• Task directions: Print the line that contains "Note: pick out every instance of the whitewall" and every line after it through the last line of the records below, exactly as written and nothing else.

• Dataset entries:

========

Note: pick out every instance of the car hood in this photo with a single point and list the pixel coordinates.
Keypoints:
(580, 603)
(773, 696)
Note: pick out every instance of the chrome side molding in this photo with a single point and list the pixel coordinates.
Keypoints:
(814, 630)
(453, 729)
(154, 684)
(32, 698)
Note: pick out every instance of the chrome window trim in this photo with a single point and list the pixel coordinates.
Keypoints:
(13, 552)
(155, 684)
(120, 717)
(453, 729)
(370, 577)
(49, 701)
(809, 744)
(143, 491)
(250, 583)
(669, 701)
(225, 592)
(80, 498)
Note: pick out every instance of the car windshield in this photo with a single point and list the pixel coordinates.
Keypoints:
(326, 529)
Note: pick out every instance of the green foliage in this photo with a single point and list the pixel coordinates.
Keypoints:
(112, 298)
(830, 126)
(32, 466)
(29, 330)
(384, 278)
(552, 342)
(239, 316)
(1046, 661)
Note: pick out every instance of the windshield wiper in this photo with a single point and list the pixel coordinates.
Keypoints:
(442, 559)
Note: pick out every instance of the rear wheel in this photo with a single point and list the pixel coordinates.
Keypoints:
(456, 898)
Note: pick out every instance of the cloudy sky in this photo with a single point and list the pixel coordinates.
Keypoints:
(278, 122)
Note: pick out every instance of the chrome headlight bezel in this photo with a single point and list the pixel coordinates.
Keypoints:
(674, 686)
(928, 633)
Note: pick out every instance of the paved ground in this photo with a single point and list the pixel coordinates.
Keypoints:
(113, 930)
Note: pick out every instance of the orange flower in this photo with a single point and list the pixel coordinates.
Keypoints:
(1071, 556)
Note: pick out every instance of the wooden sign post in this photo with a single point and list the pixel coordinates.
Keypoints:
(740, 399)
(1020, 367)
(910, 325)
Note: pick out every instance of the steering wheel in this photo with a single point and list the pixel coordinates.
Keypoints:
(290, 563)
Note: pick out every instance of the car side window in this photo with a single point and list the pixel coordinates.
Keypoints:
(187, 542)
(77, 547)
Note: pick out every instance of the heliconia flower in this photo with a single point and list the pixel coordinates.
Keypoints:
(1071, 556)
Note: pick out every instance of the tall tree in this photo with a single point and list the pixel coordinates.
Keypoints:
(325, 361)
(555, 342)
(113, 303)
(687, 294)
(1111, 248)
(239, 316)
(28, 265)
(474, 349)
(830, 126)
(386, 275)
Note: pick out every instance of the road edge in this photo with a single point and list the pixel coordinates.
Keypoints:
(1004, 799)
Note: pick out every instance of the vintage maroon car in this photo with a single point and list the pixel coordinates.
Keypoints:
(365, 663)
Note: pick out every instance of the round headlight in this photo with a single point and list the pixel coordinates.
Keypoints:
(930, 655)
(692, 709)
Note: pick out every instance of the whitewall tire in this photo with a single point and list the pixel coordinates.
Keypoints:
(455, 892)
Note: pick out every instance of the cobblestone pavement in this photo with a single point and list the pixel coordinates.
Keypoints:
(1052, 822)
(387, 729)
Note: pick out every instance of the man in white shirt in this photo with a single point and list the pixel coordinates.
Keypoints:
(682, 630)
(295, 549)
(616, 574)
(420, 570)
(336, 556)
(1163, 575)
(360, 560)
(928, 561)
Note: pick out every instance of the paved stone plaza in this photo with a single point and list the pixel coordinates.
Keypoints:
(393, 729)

========

• Response:
Note: pick out every instance of the whitewall tire in this photo with a single point and list the pixel coordinates.
Keypoints:
(455, 892)
Note: pick out every instance of the cobblestone pavement in this photo with a single point and list the pixel coordinates.
Keypoints:
(1052, 822)
(387, 729)
Note: pick out every instance of the man in white shirt in this photo with a single point and list the pixel coordinates.
Keypoints:
(682, 630)
(295, 549)
(616, 574)
(420, 570)
(336, 556)
(1163, 575)
(360, 560)
(928, 561)
Note: pick out every instance of the paved stone plaza in this photo with a single point and list the pixel coordinates.
Keypoints:
(393, 729)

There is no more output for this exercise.